(DATASET RECORDS)
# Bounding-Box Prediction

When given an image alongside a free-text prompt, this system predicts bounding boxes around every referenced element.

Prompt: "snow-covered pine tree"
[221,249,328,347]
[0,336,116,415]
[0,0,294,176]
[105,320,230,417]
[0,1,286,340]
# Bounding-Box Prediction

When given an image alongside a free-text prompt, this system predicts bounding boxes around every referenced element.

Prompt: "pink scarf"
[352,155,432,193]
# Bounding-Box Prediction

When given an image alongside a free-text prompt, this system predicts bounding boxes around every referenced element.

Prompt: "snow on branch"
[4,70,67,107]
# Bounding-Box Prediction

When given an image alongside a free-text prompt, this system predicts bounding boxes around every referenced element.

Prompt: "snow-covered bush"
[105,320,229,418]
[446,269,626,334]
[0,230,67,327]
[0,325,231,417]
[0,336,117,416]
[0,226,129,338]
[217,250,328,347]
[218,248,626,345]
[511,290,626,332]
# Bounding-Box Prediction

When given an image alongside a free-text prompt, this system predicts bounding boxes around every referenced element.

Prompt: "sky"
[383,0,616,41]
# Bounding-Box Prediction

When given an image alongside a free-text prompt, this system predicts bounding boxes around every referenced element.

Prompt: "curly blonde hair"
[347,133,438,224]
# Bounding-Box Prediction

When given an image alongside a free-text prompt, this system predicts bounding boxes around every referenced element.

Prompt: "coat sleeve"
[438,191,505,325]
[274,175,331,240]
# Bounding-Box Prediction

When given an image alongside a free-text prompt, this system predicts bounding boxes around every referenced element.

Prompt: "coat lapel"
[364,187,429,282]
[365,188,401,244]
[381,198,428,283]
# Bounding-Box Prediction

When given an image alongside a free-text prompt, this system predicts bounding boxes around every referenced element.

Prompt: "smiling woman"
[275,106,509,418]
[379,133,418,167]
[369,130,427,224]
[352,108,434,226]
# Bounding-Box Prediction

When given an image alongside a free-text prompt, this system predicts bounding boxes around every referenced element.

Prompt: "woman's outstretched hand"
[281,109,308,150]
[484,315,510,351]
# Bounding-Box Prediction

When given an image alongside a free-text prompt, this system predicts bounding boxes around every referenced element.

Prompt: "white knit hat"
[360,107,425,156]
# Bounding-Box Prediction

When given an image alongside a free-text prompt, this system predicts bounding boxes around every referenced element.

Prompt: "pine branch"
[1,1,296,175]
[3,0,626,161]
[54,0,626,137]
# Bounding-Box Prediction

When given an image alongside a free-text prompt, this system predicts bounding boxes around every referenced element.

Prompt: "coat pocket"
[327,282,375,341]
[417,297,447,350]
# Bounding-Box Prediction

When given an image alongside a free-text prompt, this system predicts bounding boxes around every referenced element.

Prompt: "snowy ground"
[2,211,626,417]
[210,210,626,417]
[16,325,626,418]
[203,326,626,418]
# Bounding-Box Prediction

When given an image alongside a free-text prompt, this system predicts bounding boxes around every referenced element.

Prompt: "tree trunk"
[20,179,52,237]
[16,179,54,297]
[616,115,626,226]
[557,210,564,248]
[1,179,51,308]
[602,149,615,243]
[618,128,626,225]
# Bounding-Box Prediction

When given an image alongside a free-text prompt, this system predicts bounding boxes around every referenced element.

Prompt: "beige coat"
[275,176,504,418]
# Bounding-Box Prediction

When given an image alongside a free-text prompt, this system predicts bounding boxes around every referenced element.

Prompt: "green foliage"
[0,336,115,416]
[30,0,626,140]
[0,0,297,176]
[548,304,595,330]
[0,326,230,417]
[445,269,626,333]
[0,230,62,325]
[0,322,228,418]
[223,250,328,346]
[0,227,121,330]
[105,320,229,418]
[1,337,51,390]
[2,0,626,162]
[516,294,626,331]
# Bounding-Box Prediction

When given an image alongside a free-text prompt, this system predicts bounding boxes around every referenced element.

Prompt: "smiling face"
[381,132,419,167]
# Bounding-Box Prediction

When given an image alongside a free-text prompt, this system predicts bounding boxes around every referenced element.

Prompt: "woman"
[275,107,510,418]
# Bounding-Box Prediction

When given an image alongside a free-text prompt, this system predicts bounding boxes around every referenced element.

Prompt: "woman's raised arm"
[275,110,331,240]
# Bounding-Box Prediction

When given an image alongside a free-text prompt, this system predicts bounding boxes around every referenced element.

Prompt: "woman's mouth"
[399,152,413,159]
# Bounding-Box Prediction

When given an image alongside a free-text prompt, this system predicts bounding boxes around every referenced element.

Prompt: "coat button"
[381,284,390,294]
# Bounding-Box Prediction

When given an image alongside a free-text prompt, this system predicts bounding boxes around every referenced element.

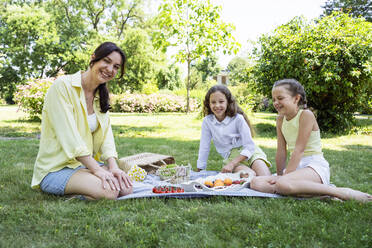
(End DATASET RECORDS)
When you give the entries again, keep them exact and omit any picture they contain.

OUTPUT FOR THIS EXERCISE:
# Bounding-Box Prediction

When given an image alongside a free-text prompt, this system predicts bounding boxes around every referenced element.

Prompt: "snow-covered pine tree"
[221,249,328,347]
[0,336,116,415]
[0,0,294,176]
[105,320,230,417]
[0,1,286,340]
# Bounding-Box Prediction

When given an image alongside a free-text prompt, this system predicts bounding boxes around every referenced element.

Prompt: "pink scarf"
[352,155,432,193]
# Bounding-Box Prediction

When given an image alongside a free-text prompt, this system predicts bounding boxes around every referenced element.

Prompt: "snow on branch"
[4,70,67,107]
# Bounding-Box Prediction

When given an image alongside a free-text prompt, this system predicts bounding boxes around every referenced element.

Prompt: "snow-covered bush"
[105,320,229,418]
[446,269,626,334]
[0,230,67,327]
[0,325,231,417]
[0,336,117,416]
[0,226,129,338]
[217,250,328,347]
[218,248,626,345]
[511,290,626,332]
# Bounding-Box Prediction

When given an image alongside a free-text prompt, this system predicts bounding boxes around every referenced element.

Prompt: "sky"
[383,0,616,41]
# Bounding-Box Prediction

When given an image alongside a free-text prompt, this system predicts bounding boxes around every referenced element.

Prompt: "curly blonde hair"
[347,133,438,224]
# Bounding-Box Prediction

When given an image alongside a free-text prompt, this system predicts bounding boxes around every referenced element.

Prompt: "coat sleeve"
[438,191,505,325]
[274,175,331,240]
# Bounding-Box Prediction

When given an image alongside a free-text prompt, this system predicts bounding boxes around every referenced element.

Prompt: "coat lapel"
[364,187,429,282]
[365,188,401,244]
[381,198,428,283]
# Bounding-Box Prediction

When given an image alongside a free-text prompt, this system predicts bounding boxes around every referenced element.

Prompt: "smiling woman"
[275,106,509,418]
[379,133,418,167]
[369,130,427,224]
[352,108,434,226]
# Bounding-Box Prediction

When given an image alongside a free-text prompt, this system predicts bounding boxes around every referenced element.

Prompt: "woman's outstretched hand"
[281,109,308,150]
[484,315,510,351]
# Bounding-Box Prediction

When given an image alongside a free-text prompt, this system predicts bounding boxes around every referenced element.

Prompt: "white knit hat"
[360,107,425,156]
# Bounding-Box Prediction

When given an image alongside a free-text prompt, this system predicts bounding boxes around every referenced element.

Prompt: "pine branch"
[1,1,296,175]
[3,0,626,161]
[54,0,626,137]
# Bounding-Box Prediction

When given an image alongside a free-text prompt, this system predicts bounding boxes around every referenced element.

Prompt: "coat pocket"
[327,282,375,341]
[417,297,447,350]
# Bounding-Box Prediction

When given an image alongside a free-text prompt, this system predicts bounding boxes around every referenced element.

Prompt: "snowy ground"
[2,211,626,417]
[210,210,626,417]
[16,325,626,418]
[203,326,626,418]
# Bounding-Box Prediction

When given an image alongside a free-text prompt, this system predicts bounding boxes around every referenced element.

Prompt: "tree trunk"
[20,179,52,237]
[16,179,54,297]
[616,115,626,226]
[557,210,564,248]
[1,179,51,308]
[602,149,615,243]
[618,128,626,225]
# Bounding-Box Prediction

When given an image alongside a free-text prompt, this system predicts bounding boxes around every referenced element.

Prompt: "beige coat"
[275,176,504,418]
# Bounding-Box Prediction

When given an image alongside a free-text prompt, this system predicts bounding boxes around every referenced element.

Prompt: "green foliage"
[0,336,115,416]
[30,0,626,140]
[0,0,297,176]
[548,304,595,330]
[0,326,230,417]
[445,269,626,333]
[0,230,62,325]
[0,322,228,418]
[223,250,328,346]
[0,227,121,330]
[105,320,229,418]
[1,337,51,390]
[2,0,626,162]
[516,294,626,331]
# Bounding-Box Prediction

When given an image alongside a free-text prompt, this system predicts bounding boxes around every referenced element.

Prompt: "smiling face"
[381,132,419,167]
# Bounding-Box Prediction

When given an image alongside a free-text prompt, this system predicts bounding boxes around every referenced element.

Prompt: "woman"
[275,107,510,418]
# Bounding-Box Prediction

When given an image alongside a free-text prompt, this system predicts bounding boxes around every referenced element.

Prompt: "woman's raised arm"
[275,110,331,240]
# Bounding-Box Prediction

When given an image alongside a free-text prompt, this system predicts bounding boxes around every referenced element.

Prompt: "woman's mouth"
[399,152,413,159]
# Bounding-Box Prediction

When given an image alongside a free-text prompt, this system predicts bounding boxes around every referenced element.

Prompt: "coat button"
[381,284,390,294]
# Bounding-Box Prediction

When given an image alongside a free-text prompt, this system predicts bounding boxes around every referenced element.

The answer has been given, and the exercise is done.